§ Selected excerpt
┌────────

Joan Theresa Garrity (1940 – January 30, 2022) was an American author, best known as the author of The Sensuous Woman.

Background and education

Garrity was raised in Lee's Summit, Missouri, and studied at Palm Beach Junior College in Florida. She worked on the staff of publisher Lyle Stuart and published a book about shopping in New York.

Career
In 1969 she published, under the pseudonym of "J.", The Sensuous Woman, subtitled "the first how-to book for the female who yearns to be all woman". It was also published as The Way to Become the Sensuous Woman. The book spent eight weeks at No. 1 on the New York Times bestseller list and nearly a year on the list overall. In later editions, she used the name Terry Garrity. A spoken-word record album was made in 1969, based on the book, called J – The Way To Become A Sensuous Woman.

└────────

§ Given task A
In the biography of Joan Garrity, how many weeks did The Sensuous Woman spend at No. 1 on the New York Times bestseller list?
§ Given task B
Shorten the paragraph of the biography of Joan Garrity that begins "In 1969 she published" into a list that keeps its main facts.
§ Given task C
From the biography of Joan Garrity, write out word for word the passage starting with "Joan Theresa Garrity" and going on through "A Sensuous Woman.".
The rows that come next play no part in this work.

§ Supplied data
┌────────

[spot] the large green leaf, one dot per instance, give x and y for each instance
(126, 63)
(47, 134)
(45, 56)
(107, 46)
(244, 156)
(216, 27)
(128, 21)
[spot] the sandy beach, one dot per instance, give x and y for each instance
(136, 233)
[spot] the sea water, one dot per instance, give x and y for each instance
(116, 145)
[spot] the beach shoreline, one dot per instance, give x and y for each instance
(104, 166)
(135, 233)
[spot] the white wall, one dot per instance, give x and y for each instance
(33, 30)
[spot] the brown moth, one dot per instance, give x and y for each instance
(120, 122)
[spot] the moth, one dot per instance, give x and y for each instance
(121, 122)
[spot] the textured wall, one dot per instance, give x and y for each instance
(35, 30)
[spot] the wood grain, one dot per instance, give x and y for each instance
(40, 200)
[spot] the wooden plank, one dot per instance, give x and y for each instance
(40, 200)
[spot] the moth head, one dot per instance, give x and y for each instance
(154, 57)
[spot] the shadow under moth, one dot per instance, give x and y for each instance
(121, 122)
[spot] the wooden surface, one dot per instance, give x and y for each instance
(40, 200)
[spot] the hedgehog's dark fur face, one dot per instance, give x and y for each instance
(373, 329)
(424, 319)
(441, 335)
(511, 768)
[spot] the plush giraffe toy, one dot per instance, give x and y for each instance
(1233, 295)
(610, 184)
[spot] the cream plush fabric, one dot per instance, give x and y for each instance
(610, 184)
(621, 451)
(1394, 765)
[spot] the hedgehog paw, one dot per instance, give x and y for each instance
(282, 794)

└────────

§ Full output A
Eight weeks.

§ Full output B
- In 1969, Garrity published The Sensuous Woman under the pseudonym "J."
- Its subtitle was "the first how-to book for the female who yearns to be all woman," and it also appeared as The Way to Become the Sensuous Woman.
- It spent eight weeks at No. 1 on the New York Times bestseller list and nearly a year on the list overall.
- Later editions carried the name Terry Garrity.
- A 1969 spoken-word album based on the book was titled J – The Way To Become A Sensuous Woman.

§ Full output C
Joan Theresa Garrity (1940 – January 30, 2022) was an American author, best known as the author of The Sensuous Woman.

Background and education

Garrity was raised in Lee's Summit, Missouri, and studied at Palm Beach Junior College in Florida. She worked on the staff of publisher Lyle Stuart and published a book about shopping in New York.

Career
In 1969 she published, under the pseudonym of "J.", The Sensuous Woman, subtitled "the first how-to book for the female who yearns to be all woman". It was also published as The Way to Become the Sensuous Woman. The book spent eight weeks at No. 1 on the New York Times bestseller list and nearly a year on the list overall. In later editions, she used the name Terry Garrity. A spoken-word record album was made in 1969, based on the book, called J – The Way To Become A Sensuous Woman.